**Texto extraído**.
========

A lei Federal 15.109/25, ao postergar o pagamento de custas nas ações de cobrança de honorários, viola a autonomia do Judiciário, infringindo a CF.

segunda-feira, 31 de março de 2025

Atualizado às 11:03

Justiça é fazer a coisa certa. A frase inicial remete à obra1 best-seller do professor Michael J. Sandel da Universidade de Harvard. O livro trata de desafio de mediar conflitos abordados em seus capítulos - casamento entre pessoas do mesmo sexo, suicídio assistido, aborto, imigração, impostos, o lugar da religião na política, os limites morais dos mercados - e propõe como uma abordagem mais segura da filosofia pode nos ajudar a entender a política, a moralidade e também a rever nossas.

É como pretendo abordar a (in)constitucionalidade da lei Federal 15.109/25, que posterga o pagamento de custas nas cobranças de honorários pelo advogado.

Nessa quadra de século, quando o dissenso polariza opiniões a parece afastar as pessoas de qualquer consenso, a certeza que temos é que os conflitos jurídicos devem encontrar sua solução na centralidade da CF e na ubiquidade de suas normas, que garantiu, no mais longevo período democrático, a solução de crises das mais diversas matizes pela atuação firme da Justiça. Justiça, além de fazer a coisa certa, é também um Poder da República, o Judiciário, responsável pela pacificação dos conflitos sociais, por isso a CF lhe deu autonomia ante a outros poderes no art. 2º e art. 99. 

O art. 2º estabelece que os poderes são independentes e harmônicos entre si, enquanto o art. 99 determina que ao Judiciário deve ser assegurada autonomia administrativa e financeira. Isso inclui a liberdade para propor gerir seu orçamento e estruturar sua organização interna, sem interferências, exceto apenas de a proposta orçamentária estiver em desacordo com a LDO - Lei de Diretrizes Orçamentárias, conforme §§1º e 4º do art. 99, o que não é o caso. 

Eis a raiz do problema. Segundo o art. 98, § 2º, "as custas e emolumentos serão destinados exclusivamente ao custeio dos serviços afetos às atividades específicas da Justiça". São um tributo que garantem a manutenção da autonomia do Poder Judiciário, que agora, com a perda de receita, sem a respectiva compensação, ficará à mercê do Poder Executivo para suplementar seu orçamento (art. 99, §5º, da CF), o que dependerá de relações políticas, e não mais de regras jurídicas constitucionais obrigatórias já postas.

========

**Tarefas do exercício**.
a – Segundo o texto sobre a lei Federal 15.109/25, por que a perda de receita com custas compromete a autonomia do Judiciário? Responda em até três frases.
b – Com base no texto sobre a lei Federal 15.109/25, responda:
(i) A qual universidade está ligado o professor Michael J. Sandel?
(ii) O que estabelece o art. 2º da CF quanto aos poderes?
(iii) Em que data o texto foi publicado?
c – Transcreva literalmente o trecho do texto sobre a lei Federal 15.109/25 que vai de "segunda-feira, 31 de" até "honorários pelo advogado.".

**Dados brutos**.
========

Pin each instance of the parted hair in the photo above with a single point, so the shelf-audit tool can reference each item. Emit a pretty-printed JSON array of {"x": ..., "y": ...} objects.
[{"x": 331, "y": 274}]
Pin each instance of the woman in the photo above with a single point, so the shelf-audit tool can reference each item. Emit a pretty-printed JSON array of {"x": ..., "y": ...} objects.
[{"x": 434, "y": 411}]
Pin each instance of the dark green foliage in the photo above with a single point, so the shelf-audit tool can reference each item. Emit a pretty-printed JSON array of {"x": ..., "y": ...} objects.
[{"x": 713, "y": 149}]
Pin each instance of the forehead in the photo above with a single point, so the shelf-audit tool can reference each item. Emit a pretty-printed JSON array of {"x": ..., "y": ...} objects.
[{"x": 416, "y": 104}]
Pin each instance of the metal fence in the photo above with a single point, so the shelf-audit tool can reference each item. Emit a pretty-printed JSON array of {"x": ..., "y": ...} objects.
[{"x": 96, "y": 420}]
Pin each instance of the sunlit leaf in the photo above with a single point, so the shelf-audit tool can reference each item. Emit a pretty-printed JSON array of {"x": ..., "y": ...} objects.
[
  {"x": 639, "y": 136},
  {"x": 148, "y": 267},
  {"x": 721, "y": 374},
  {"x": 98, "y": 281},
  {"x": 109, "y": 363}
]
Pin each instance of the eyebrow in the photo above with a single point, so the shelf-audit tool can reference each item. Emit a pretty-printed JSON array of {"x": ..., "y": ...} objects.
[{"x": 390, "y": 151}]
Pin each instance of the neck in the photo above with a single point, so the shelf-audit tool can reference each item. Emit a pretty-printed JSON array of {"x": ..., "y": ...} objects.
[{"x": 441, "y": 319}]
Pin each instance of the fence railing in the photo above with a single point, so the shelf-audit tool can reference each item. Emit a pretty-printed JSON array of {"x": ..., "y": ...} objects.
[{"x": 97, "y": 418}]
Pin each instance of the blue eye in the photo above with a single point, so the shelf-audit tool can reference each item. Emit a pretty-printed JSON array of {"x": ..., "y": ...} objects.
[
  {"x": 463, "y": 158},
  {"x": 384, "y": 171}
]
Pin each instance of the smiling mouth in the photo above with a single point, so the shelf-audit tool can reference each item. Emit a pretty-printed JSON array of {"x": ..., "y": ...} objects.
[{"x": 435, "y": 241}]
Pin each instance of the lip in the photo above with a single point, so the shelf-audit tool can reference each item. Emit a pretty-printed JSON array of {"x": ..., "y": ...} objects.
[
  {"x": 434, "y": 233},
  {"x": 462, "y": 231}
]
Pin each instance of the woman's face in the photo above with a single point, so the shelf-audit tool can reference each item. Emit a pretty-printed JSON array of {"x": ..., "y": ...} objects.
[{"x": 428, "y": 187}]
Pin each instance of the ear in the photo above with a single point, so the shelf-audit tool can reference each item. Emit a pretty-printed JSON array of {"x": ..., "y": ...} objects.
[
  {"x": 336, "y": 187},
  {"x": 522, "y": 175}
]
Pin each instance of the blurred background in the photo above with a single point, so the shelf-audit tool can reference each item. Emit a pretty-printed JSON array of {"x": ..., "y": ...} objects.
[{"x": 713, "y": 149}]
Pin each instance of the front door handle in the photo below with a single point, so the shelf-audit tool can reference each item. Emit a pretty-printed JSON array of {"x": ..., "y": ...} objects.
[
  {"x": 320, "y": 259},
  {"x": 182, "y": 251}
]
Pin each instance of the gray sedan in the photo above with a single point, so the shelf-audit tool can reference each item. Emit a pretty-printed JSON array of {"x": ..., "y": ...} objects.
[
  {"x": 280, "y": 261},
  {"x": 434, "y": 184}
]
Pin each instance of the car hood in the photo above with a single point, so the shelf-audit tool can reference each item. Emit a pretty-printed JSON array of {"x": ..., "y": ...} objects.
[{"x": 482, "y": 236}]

========

**Respostas por tarefa**.
a – Pelo art. 98, § 2º, da CF, as custas se destinam exclusivamente ao custeio dos serviços da Justiça e garantem a manutenção da autonomia do Judiciário. Com a perda dessa receita sem compensação, o Judiciário fica à mercê do Executivo para suplementar seu orçamento (art. 99, § 5º). Isso passa a depender de relações políticas, e não mais de regras jurídicas constitucionais obrigatórias.

b –
(i) Universidade de Harvard.
(ii) Que os poderes são independentes e harmônicos entre si.
(iii) Segunda-feira, 31 de março de 2025.

c –
segunda-feira, 31 de março de 2025

Atualizado às 11:03

Justiça é fazer a coisa certa. A frase inicial remete à obra1 best-seller do professor Michael J. Sandel da Universidade de Harvard. O livro trata de desafio de mediar conflitos abordados em seus capítulos - casamento entre pessoas do mesmo sexo, suicídio assistido, aborto, imigração, impostos, o lugar da religião na política, os limites morais dos mercados - e propõe como uma abordagem mais segura da filosofia pode nos ajudar a entender a política, a moralidade e também a rever nossas.

É como pretendo abordar a (in)constitucionalidade da lei Federal 15.109/25, que posterga o pagamento de custas nas cobranças de honorários pelo advogado.